(DATA EXCERPTS Opens)
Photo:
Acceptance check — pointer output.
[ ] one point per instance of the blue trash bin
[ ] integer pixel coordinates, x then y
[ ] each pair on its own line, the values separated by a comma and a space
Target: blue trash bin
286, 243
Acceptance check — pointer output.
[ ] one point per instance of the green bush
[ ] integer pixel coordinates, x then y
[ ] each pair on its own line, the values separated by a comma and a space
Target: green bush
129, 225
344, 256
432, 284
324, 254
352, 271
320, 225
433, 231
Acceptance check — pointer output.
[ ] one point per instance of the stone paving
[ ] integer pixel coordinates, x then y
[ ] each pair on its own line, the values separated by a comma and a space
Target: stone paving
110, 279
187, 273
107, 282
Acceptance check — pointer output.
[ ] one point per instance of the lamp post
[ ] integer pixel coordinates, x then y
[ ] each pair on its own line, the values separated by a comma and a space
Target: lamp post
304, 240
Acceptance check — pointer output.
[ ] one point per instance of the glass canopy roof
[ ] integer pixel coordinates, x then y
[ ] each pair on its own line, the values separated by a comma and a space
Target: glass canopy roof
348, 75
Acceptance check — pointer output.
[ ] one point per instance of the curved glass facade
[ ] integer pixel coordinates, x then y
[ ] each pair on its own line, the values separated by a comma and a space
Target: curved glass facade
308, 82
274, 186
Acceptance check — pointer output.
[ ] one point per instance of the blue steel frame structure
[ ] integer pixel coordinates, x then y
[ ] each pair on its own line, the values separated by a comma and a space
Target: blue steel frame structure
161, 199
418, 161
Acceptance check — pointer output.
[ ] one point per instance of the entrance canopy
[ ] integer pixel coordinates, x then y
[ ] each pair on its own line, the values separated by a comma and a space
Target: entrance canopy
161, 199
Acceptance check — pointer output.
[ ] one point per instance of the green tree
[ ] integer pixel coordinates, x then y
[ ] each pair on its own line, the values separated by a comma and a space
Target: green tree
(DATA EXCERPTS Closes)
(TASK TO CARRY OUT): Transcribe the entire listing above precisely.

(WRITTEN ANSWER):
Photo:
Acceptance check — pointer output.
[ ] one point per instance of the blue trash bin
[ ] integer pixel coordinates, x then y
[ ] each pair on its own line, the values separated by a comma and a space
Target: blue trash bin
286, 243
Acceptance check — pointer output.
[ ] one point per instance of the green bush
[ ] integer pixel coordinates, x then y
[ ] each pair on its own line, the values separated by a comma and a space
Target: green bush
129, 225
344, 256
432, 284
324, 254
352, 271
320, 225
433, 231
Acceptance check — pointer output.
[ ] one point per instance of the stone paving
[ ] integer pixel coordinates, x then y
[ ] each pair on its own line, the values separated by a comma and a space
Target: stone paving
110, 279
187, 273
107, 282
Acceptance check — pointer output.
[ ] one point per instance of the lamp post
[ ] integer pixel coordinates, x then y
[ ] each pair on its own line, the values separated by a comma and a space
Target: lamp post
304, 240
Acceptance check — pointer output.
[ ] one point per instance of the glass canopy roof
[ ] integer pixel coordinates, x then y
[ ] each pair on its own line, the values separated by a comma and a space
Target: glass canopy roof
348, 75
Acceptance check — pointer output.
[ ] one point per instance of the curved glass facade
[ ] integer pixel coordinates, x then y
[ ] each pair on its own line, the values separated by a comma and a space
Target: curved glass facade
308, 82
274, 186
Acceptance check — pointer output.
[ ] one point per instance of the blue steel frame structure
[ ] integer pixel coordinates, x then y
[ ] each pair on its own line, the values separated by a comma and a space
Target: blue steel frame structure
161, 199
418, 161
Acceptance check — pointer output.
[ ] one point per instance of the entrance canopy
[ ] integer pixel coordinates, x then y
[ ] each pair on its own line, the values separated by a comma and a space
Target: entrance canopy
161, 199
Acceptance check — pointer output.
[ ] one point per instance of the green tree
[ ] integer pixel coordinates, x then y
[ ] each pair on its own line, the values separated by a comma and a space
Target: green tree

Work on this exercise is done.